● **Task brief**:
Lines from the listing that hold the string "below" are what you should return.

● **Study material**:
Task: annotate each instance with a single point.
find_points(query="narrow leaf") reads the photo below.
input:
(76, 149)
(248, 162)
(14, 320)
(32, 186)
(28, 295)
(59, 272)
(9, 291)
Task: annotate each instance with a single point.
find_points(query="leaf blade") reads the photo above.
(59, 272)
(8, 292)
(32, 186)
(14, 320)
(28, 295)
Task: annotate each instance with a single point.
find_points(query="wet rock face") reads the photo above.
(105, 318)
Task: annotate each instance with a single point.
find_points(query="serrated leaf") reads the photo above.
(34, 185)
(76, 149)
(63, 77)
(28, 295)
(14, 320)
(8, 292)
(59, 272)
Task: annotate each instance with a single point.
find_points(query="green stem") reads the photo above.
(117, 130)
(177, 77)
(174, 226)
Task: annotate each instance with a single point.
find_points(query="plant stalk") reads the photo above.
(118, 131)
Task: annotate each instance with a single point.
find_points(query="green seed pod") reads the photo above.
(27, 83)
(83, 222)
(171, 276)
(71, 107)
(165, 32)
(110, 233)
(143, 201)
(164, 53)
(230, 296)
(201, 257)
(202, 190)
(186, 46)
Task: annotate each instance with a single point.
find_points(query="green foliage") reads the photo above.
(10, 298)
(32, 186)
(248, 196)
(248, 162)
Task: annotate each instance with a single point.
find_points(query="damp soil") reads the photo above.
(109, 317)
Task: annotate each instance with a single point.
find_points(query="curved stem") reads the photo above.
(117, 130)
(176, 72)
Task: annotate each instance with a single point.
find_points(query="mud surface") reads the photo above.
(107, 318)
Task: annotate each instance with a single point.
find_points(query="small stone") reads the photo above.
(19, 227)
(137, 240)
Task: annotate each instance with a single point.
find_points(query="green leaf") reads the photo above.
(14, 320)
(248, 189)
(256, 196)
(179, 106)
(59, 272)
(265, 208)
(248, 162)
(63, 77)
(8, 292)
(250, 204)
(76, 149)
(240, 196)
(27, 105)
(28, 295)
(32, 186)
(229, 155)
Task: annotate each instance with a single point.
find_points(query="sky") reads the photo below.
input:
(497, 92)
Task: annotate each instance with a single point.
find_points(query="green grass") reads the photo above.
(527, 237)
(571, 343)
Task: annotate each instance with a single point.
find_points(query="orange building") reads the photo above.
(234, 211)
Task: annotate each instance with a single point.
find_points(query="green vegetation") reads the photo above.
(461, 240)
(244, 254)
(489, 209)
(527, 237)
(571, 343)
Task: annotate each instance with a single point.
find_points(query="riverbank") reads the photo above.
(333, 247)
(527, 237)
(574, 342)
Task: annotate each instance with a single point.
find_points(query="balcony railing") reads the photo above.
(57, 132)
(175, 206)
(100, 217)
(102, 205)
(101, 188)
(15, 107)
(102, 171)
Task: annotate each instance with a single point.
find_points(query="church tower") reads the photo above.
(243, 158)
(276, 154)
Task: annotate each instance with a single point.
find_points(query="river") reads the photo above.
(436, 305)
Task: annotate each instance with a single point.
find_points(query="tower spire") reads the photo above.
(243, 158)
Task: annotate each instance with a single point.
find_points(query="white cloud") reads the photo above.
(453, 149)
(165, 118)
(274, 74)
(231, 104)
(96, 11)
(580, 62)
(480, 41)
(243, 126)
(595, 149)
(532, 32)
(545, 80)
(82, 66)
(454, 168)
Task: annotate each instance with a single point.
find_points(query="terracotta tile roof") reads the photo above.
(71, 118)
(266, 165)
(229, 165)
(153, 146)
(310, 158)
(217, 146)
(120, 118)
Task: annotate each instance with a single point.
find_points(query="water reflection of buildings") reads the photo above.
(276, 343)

● **Answer for the task**:
find_points(query="narrow leaf") reads the photo below.
find_points(query="sky") reads the photo below.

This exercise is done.